---------- TEXT SHOWN ----------

Life Consumed: Lilly Samson's Dispatches from the Tb Front
Description:
In 1923 Lilly Samson, a teacher in a one-room school in Goulais River north of Sault Ste Marie, contracted TB. She was 22 years old and engaged to be married. A year later she entered a sanatorium in Gravenhurst, Ontario. She died there in 1927. Before she did, though, she wrote a series of letters that her niece Diane Sims has made the centrepiece of a remarkably moving and thought provoking look at TB in Canada in the 20s, a time when receiving a diagnosis of TB, according to Susan Sontag, was like learning you have cancer today. In a combination of discursive prose, fictional recreation, forensic fact-finding and historical commentary, Sims arrays a variety of constellations around Lilly's letters. There is the national, where the 22 sanatoria across the country embraced all classes of Canadians, including Mackenzie King's brother Douglas who compared fighting TB to surviving on the front lines. There is the medical/political, where provision of TB care for all its citizens was Saskatchewan's precursor to medicare. There is the social, where Lilly gets to know Dr. Norman Bethune, himself a patient at the Gravenhurst sanatorium, their isolated community within a community. There is the personal, where Lilly, by turns hopeful and deeply angry at this theft of her life, enters into a relationship with another patient.

----------

ACTIVITY: How would you render this sentence from the description of Lilly Samson's letters in French: "A year later she entered a sanatorium in Gravenhurst, Ontario."?

---------- DATA EXCERPTS ----------

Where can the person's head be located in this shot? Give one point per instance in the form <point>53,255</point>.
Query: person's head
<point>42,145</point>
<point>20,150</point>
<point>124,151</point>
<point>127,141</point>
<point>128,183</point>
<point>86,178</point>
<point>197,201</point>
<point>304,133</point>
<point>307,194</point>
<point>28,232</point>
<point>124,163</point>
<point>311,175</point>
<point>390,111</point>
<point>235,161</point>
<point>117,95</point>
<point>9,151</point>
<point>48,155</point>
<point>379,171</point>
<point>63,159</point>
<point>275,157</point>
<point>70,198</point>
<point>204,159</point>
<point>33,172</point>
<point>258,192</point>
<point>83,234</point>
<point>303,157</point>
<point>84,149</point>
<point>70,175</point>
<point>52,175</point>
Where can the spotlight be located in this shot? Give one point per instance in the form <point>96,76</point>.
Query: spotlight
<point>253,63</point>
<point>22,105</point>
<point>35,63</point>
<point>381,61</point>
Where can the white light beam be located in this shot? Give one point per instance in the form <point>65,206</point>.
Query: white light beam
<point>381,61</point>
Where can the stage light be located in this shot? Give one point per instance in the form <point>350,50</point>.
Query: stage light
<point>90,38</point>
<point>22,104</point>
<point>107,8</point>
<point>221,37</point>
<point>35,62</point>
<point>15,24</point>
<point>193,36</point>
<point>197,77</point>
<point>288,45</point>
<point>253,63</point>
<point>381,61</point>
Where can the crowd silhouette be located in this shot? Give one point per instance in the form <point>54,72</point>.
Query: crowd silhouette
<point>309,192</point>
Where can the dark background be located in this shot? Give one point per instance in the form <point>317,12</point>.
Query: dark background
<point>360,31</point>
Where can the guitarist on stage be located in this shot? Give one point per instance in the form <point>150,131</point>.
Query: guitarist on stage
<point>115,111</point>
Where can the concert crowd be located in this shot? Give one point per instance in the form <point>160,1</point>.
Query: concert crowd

----------

ANSWER FOR THE TASK: Un an plus tard, elle est entrée dans un sanatorium à Gravenhurst, en Ontario.